_Records shown_:
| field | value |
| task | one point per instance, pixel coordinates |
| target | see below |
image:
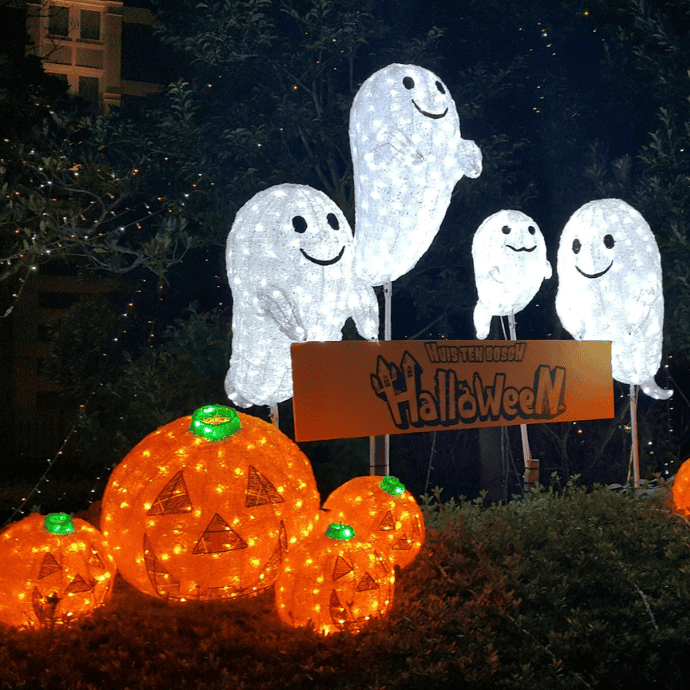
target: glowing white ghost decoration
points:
(510, 265)
(407, 154)
(289, 263)
(609, 288)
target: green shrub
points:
(565, 589)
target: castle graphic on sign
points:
(455, 400)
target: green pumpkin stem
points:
(393, 486)
(338, 531)
(215, 422)
(58, 523)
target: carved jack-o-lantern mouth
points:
(594, 275)
(426, 113)
(521, 249)
(324, 262)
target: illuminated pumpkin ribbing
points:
(381, 511)
(208, 516)
(681, 489)
(334, 581)
(52, 569)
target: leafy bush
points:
(568, 588)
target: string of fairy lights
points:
(106, 216)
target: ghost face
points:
(510, 239)
(595, 258)
(319, 246)
(406, 98)
(609, 288)
(517, 240)
(607, 245)
(426, 93)
(288, 235)
(510, 264)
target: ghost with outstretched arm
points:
(610, 288)
(289, 261)
(407, 155)
(510, 264)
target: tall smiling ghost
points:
(289, 263)
(408, 155)
(510, 265)
(609, 288)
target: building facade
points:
(81, 41)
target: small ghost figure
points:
(510, 264)
(289, 262)
(609, 288)
(407, 156)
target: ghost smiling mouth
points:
(594, 275)
(521, 249)
(324, 262)
(433, 116)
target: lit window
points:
(88, 88)
(90, 25)
(58, 21)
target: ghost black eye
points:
(299, 224)
(333, 221)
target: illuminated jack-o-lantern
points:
(380, 510)
(334, 581)
(510, 264)
(681, 489)
(207, 506)
(407, 155)
(289, 262)
(609, 288)
(52, 569)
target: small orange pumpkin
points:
(334, 582)
(380, 510)
(206, 506)
(53, 569)
(681, 489)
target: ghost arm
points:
(279, 308)
(364, 310)
(470, 158)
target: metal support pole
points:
(379, 446)
(531, 464)
(635, 453)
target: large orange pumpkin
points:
(681, 489)
(52, 569)
(380, 510)
(206, 506)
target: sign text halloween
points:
(349, 389)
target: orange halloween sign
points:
(357, 388)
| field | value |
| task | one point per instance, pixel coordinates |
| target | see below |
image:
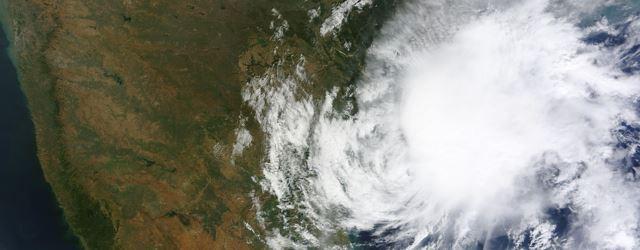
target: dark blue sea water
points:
(29, 215)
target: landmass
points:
(138, 109)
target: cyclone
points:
(476, 124)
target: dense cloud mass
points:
(479, 123)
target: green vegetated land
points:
(136, 106)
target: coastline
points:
(34, 218)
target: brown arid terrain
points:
(137, 105)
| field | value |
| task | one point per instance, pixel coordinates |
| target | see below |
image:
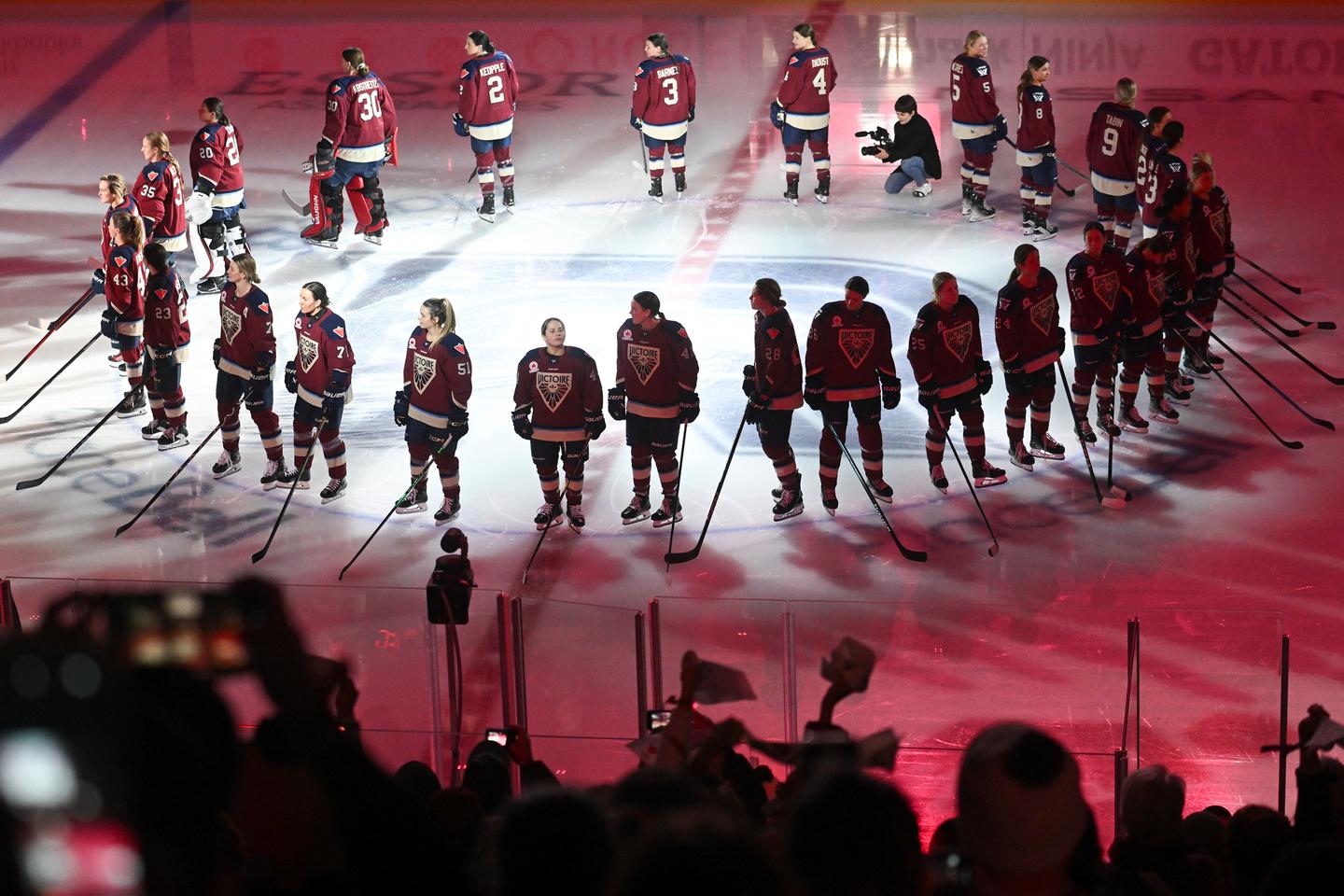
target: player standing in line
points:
(320, 378)
(1211, 226)
(1036, 150)
(848, 363)
(801, 110)
(558, 410)
(1173, 226)
(773, 385)
(431, 406)
(656, 370)
(952, 372)
(357, 140)
(1145, 293)
(159, 195)
(487, 100)
(1164, 171)
(167, 340)
(976, 122)
(217, 176)
(124, 318)
(245, 354)
(1114, 137)
(1029, 342)
(1094, 278)
(663, 109)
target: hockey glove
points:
(595, 425)
(522, 424)
(690, 406)
(107, 327)
(616, 402)
(986, 376)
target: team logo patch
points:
(307, 351)
(644, 359)
(1043, 315)
(230, 323)
(1106, 287)
(857, 344)
(424, 372)
(553, 388)
(958, 339)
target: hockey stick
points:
(1194, 351)
(1305, 324)
(1295, 290)
(1337, 381)
(684, 556)
(1231, 351)
(677, 500)
(1111, 503)
(164, 486)
(396, 504)
(52, 327)
(917, 556)
(9, 416)
(946, 438)
(299, 476)
(31, 483)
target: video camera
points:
(880, 138)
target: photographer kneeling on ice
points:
(913, 148)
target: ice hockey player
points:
(245, 355)
(773, 385)
(656, 373)
(801, 110)
(1114, 137)
(431, 406)
(487, 100)
(320, 378)
(558, 410)
(357, 138)
(976, 122)
(848, 364)
(952, 372)
(217, 198)
(663, 109)
(167, 345)
(1029, 342)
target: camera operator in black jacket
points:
(913, 149)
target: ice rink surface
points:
(1230, 541)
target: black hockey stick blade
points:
(33, 483)
(299, 210)
(1295, 290)
(9, 416)
(164, 486)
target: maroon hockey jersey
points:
(1094, 287)
(778, 366)
(326, 359)
(945, 348)
(1025, 324)
(561, 391)
(165, 312)
(440, 378)
(655, 366)
(849, 351)
(246, 332)
(217, 159)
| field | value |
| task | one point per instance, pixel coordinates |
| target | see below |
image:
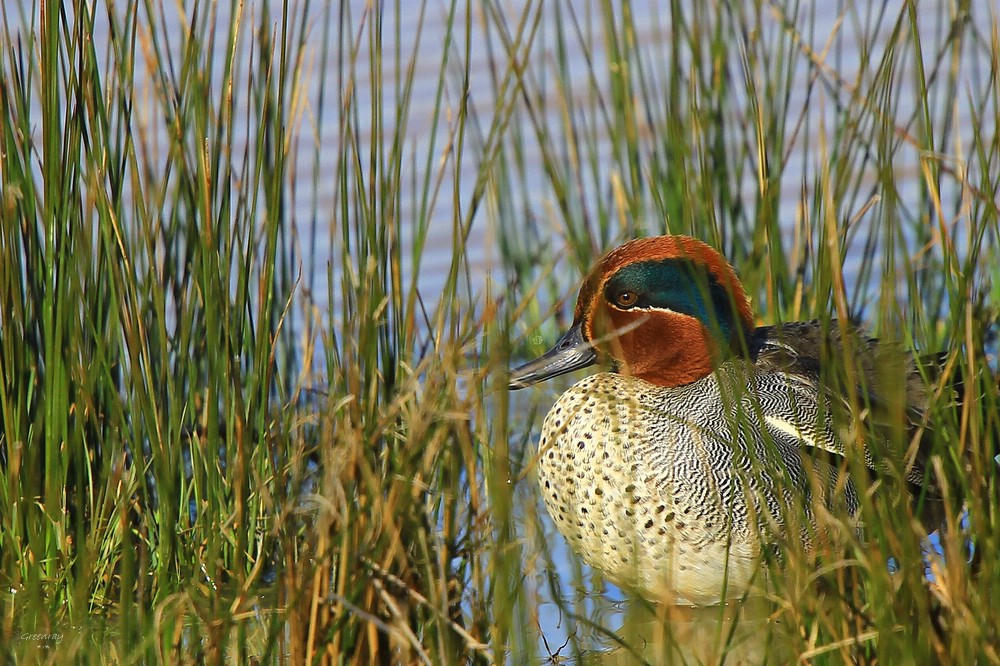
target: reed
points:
(261, 276)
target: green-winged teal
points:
(672, 472)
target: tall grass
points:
(253, 358)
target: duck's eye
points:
(626, 299)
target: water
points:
(320, 133)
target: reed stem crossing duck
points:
(712, 435)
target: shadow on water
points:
(741, 632)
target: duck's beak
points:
(571, 353)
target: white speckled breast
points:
(651, 484)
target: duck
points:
(708, 439)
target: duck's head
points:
(666, 309)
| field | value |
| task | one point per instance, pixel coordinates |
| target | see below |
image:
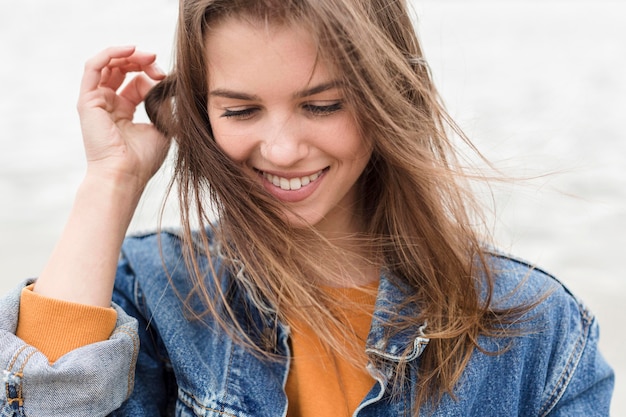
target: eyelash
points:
(314, 110)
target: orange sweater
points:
(319, 384)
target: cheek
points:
(234, 145)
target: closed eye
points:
(323, 110)
(241, 114)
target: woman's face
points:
(280, 113)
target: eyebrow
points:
(236, 95)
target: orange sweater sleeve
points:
(56, 327)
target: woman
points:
(343, 275)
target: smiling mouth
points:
(292, 184)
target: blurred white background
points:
(539, 86)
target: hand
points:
(116, 148)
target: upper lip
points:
(290, 174)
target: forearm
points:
(82, 266)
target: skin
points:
(121, 158)
(276, 109)
(283, 136)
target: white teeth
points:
(293, 183)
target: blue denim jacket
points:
(191, 368)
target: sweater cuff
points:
(56, 327)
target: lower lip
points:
(292, 196)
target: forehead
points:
(244, 51)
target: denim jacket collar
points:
(392, 348)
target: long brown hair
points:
(418, 211)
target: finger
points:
(114, 74)
(92, 75)
(136, 62)
(137, 89)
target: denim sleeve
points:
(92, 380)
(155, 387)
(588, 378)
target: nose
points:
(284, 143)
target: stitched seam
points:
(19, 352)
(568, 372)
(227, 379)
(205, 408)
(130, 379)
(19, 398)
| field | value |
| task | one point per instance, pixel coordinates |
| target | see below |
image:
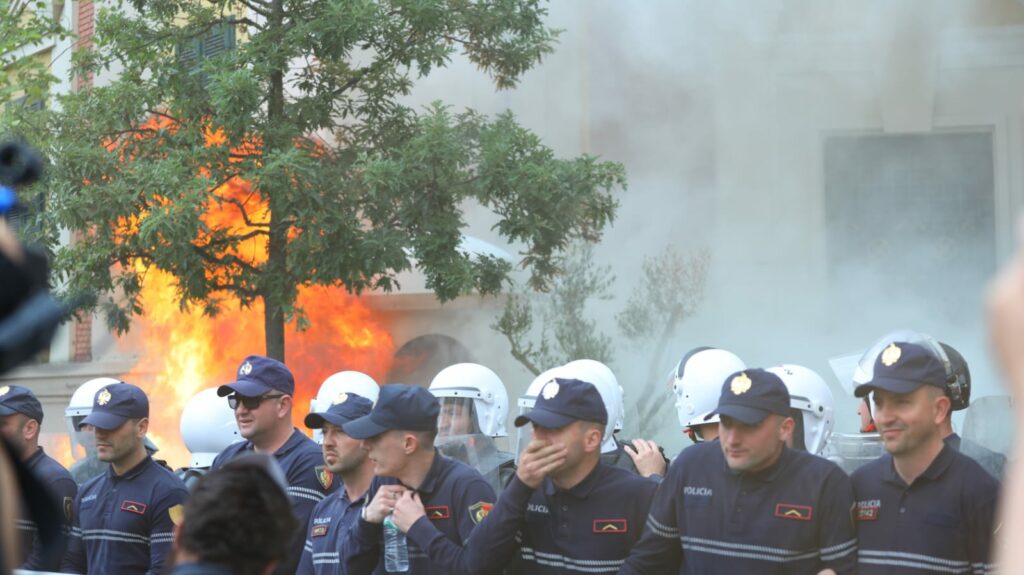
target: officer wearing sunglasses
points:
(261, 399)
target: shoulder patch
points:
(787, 511)
(478, 511)
(176, 513)
(437, 512)
(324, 476)
(610, 526)
(133, 506)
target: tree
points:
(565, 332)
(252, 146)
(671, 288)
(668, 292)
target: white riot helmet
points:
(208, 427)
(604, 379)
(811, 395)
(475, 391)
(80, 406)
(696, 383)
(336, 384)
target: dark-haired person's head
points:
(238, 517)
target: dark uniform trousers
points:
(308, 482)
(121, 524)
(330, 523)
(792, 518)
(941, 523)
(456, 498)
(62, 489)
(589, 528)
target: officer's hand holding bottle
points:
(408, 509)
(383, 502)
(539, 458)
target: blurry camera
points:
(29, 315)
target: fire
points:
(185, 351)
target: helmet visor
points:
(457, 417)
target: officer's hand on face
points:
(1006, 320)
(408, 510)
(538, 459)
(383, 502)
(646, 456)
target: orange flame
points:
(185, 352)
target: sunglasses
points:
(250, 402)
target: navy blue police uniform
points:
(944, 520)
(333, 518)
(122, 523)
(589, 528)
(308, 480)
(456, 497)
(792, 517)
(51, 475)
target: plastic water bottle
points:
(395, 547)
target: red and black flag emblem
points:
(801, 513)
(609, 526)
(133, 506)
(436, 512)
(478, 511)
(325, 477)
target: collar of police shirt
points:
(132, 473)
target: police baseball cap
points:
(752, 395)
(562, 401)
(398, 407)
(258, 376)
(902, 367)
(345, 408)
(16, 399)
(115, 404)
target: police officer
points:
(436, 501)
(922, 506)
(638, 455)
(748, 503)
(334, 517)
(565, 511)
(696, 382)
(20, 415)
(122, 520)
(473, 408)
(261, 399)
(82, 436)
(958, 391)
(208, 427)
(813, 407)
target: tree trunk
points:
(275, 278)
(273, 329)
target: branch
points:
(227, 260)
(242, 237)
(245, 215)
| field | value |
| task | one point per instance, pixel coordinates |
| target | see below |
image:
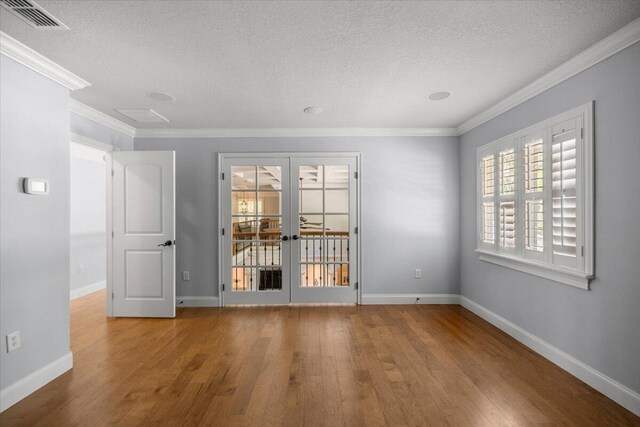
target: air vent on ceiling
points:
(142, 116)
(33, 14)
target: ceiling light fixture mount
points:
(313, 110)
(439, 96)
(161, 96)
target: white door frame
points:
(224, 156)
(108, 149)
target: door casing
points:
(223, 156)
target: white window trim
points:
(517, 260)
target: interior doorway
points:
(88, 225)
(289, 228)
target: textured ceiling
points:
(367, 64)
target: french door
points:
(289, 229)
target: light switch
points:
(35, 186)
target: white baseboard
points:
(605, 385)
(380, 299)
(197, 301)
(24, 387)
(86, 290)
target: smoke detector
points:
(33, 14)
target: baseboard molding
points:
(605, 385)
(197, 301)
(24, 387)
(382, 299)
(86, 290)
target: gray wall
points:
(88, 222)
(89, 128)
(34, 230)
(600, 327)
(410, 212)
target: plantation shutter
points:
(507, 207)
(487, 215)
(533, 195)
(565, 139)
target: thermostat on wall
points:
(35, 186)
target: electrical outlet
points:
(13, 341)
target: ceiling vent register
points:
(33, 14)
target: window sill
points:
(575, 278)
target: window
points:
(535, 199)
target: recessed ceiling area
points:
(259, 64)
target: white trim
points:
(85, 152)
(384, 299)
(599, 381)
(108, 170)
(86, 290)
(292, 132)
(90, 142)
(24, 387)
(600, 51)
(28, 57)
(197, 301)
(99, 117)
(569, 277)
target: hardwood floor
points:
(332, 365)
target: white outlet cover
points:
(13, 341)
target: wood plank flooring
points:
(323, 365)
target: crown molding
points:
(101, 118)
(621, 39)
(292, 132)
(28, 57)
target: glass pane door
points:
(256, 256)
(324, 218)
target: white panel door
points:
(324, 246)
(256, 223)
(143, 257)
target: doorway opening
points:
(88, 207)
(289, 228)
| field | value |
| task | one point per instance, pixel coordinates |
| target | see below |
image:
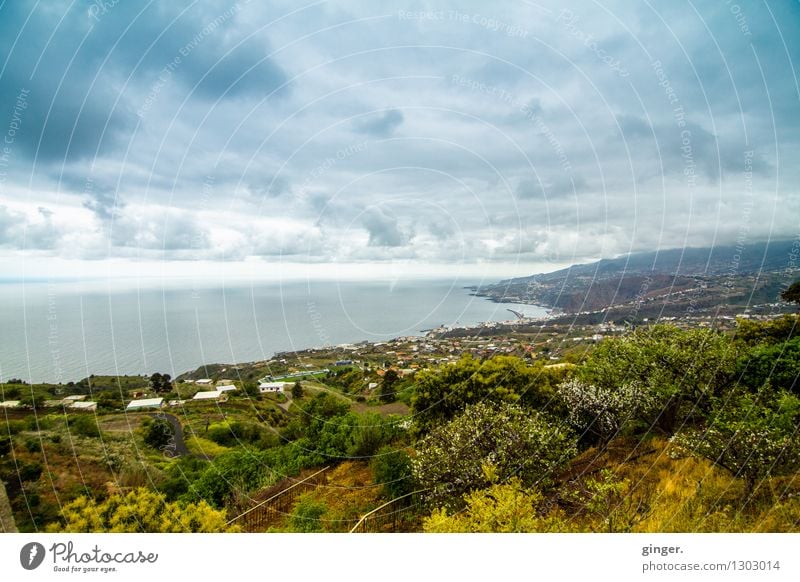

_Required task_:
Pick out and copy each line of the listing above that contains the string "lantern".

_Solution to the exercise_:
target: carved jack-o-lantern mouth
target: illuminated jack-o-lantern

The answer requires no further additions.